Extracted text
** begin **

Mistakes Were Made

Published November 12, 2020

The Catholic Thing

For those who don’t think clericalism has played a major role in the abuse crisis in the Catholic Church, the McCarrick Report published this week ought to change their minds. The report reveals an insular and bureaucratized clerical culture that served the ambitions of a man like Theodore McCarrick, who knew how to manipulate that system to his advantage, far better than it served the Church and the Gospel. And certainly, far better than it served the many victims of McCarrick’s predations.

Anyone hoping for the unmasking of a grand conspiracy will be predictably disappointed. The banality of institutional failure on this level is neither exciting nor satisfying, but it was always the most likely and plausible explanation. It still is. The report has limitations, to be sure, and leaves many questions unanswered. But it also presents a detailed and incriminating account of institutional failures spanning multiple decades and multiple pontificates.

What follows are a just few, brief reflections that I have after reading the full report:

The Limits of the Report

The report relies largely on two types of sources: archival records and interviews with relevant parties. The result is an unprecedented public look into the privileged correspondence between prelates in both the United States and Rome, and an account of allegations against McCarrick, as they were received, prior to 2017.

One can learn a lot from official correspondence and archives; what one cannot learn are precisely the kinds of details and information that would never make it into official correspondence and archives.

As for the interviews, many of the principal actors, especially from early in McCarrick’s career, are now dead. Other interviews pertain to events that are decades old. And the reliability of the interviews depends not only upon the memory of the persons being interviewed but also their honesty and candor.

A report of this kind necessarily presents an incomplete picture. It is important to acknowledge these limits to avoid both the false impression that it is a totally comprehensive account of the subject matter and the false impression that its inadequacies are evidence of deception.

Who Knew What and When?

** end **

Supplied material

** begin **

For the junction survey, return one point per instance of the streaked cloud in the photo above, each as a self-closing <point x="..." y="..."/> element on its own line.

** end **

Exercises
1) Repeat the article on the McCarrick Report word for word, from "For those who" to "of McCarrick’s predations.".
2) Answer these questions about the article on the McCarrick Report:
(a) On what date was the article published?
(b) What two types of sources does the report rely on?
(c) What does the author call the most likely and plausible explanation?
3) Take the article on the McCarrick Report further, writing the section under its final heading.

In response
1)
For those who don’t think clericalism has played a major role in the abuse crisis in the Catholic Church, the McCarrick Report published this week ought to change their minds. The report reveals an insular and bureaucratized clerical culture that served the ambitions of a man like Theodore McCarrick, who knew how to manipulate that system to his advantage, far better than it served the Church and the Gospel. And certainly, far better than it served the many victims of McCarrick’s predations.

2)
(a) November 12, 2020.
(b) Archival records and interviews with relevant parties.
(c) The banality of institutional failure.

3)
A number of bishops and prelates, both here and Rome, were clearly aware of rumors about McCarrick by the mid-1990s. Some bishops were even aware of a small number of specific allegations against McCarrick but did do not deem those allegations credible. They reported as much to Rome. None of the prelates mentioned in the report – even those who, like Cardinal John O’Connor, recommended against further promotion of McCarrick – were willing to give any firm indication that thought McCarrick was guilty. If any had serious doubts about his innocence, none of them said as much.

Whether this was due to an eagerness to believe the innocence of a friend, a refusal to take seriously that a brother bishop could commit such acts, or to something more nefarious, is impossible to know from the report.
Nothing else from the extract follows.